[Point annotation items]

+===+

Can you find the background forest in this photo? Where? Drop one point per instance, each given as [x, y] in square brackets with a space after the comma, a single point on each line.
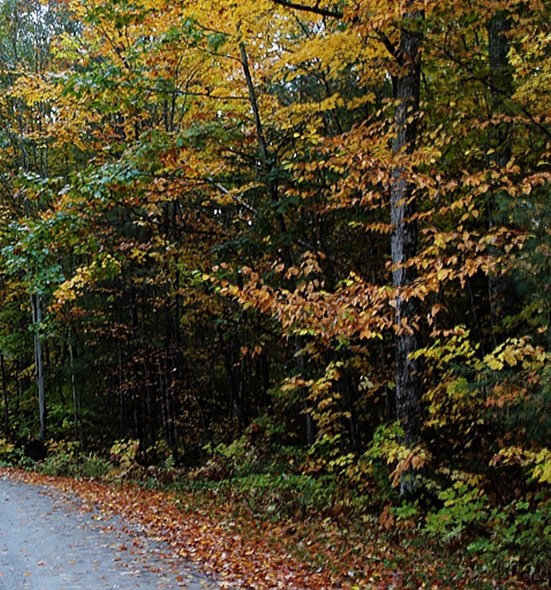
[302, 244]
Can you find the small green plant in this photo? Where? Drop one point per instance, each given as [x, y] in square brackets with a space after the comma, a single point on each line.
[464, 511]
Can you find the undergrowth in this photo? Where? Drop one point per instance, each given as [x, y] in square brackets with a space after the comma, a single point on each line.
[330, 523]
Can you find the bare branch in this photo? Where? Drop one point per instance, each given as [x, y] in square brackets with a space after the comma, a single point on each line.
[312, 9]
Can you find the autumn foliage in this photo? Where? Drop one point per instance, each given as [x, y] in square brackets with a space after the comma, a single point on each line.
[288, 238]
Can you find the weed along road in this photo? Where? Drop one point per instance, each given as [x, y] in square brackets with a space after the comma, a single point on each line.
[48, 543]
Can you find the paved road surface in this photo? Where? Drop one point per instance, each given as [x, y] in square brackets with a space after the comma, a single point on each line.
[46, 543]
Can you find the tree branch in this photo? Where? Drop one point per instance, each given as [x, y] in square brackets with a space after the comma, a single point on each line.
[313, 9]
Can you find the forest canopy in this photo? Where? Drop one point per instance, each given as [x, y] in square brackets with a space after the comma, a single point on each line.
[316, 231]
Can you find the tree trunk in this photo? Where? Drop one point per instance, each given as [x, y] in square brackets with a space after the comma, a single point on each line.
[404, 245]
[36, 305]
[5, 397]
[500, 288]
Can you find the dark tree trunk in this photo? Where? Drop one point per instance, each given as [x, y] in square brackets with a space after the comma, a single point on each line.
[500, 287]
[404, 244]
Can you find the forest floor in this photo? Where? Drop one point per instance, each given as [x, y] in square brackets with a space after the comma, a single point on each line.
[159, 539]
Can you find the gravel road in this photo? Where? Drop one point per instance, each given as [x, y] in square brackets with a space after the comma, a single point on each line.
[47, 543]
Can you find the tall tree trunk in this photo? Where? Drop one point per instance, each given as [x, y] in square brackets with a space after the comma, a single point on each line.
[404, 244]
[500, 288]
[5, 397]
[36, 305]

+===+

**Given task**:
Rewrite the items from the line containing "Can you find the gravel" through the end of the items, switching "gravel road" to "dirt road" and leaving everything else unchanged.

**Solution to this problem**:
Can you find the dirt road in this photo? Where? Drop one point per instance, each given as [x, y] in square brackets with a space after the comma, a single point on each line.
[47, 543]
Can you find the tall tree trunk in this photo? Where? Drop one point per instance, each given as [x, y] in square brackets with a space after the comma, a single point on each line.
[404, 244]
[500, 288]
[5, 397]
[36, 305]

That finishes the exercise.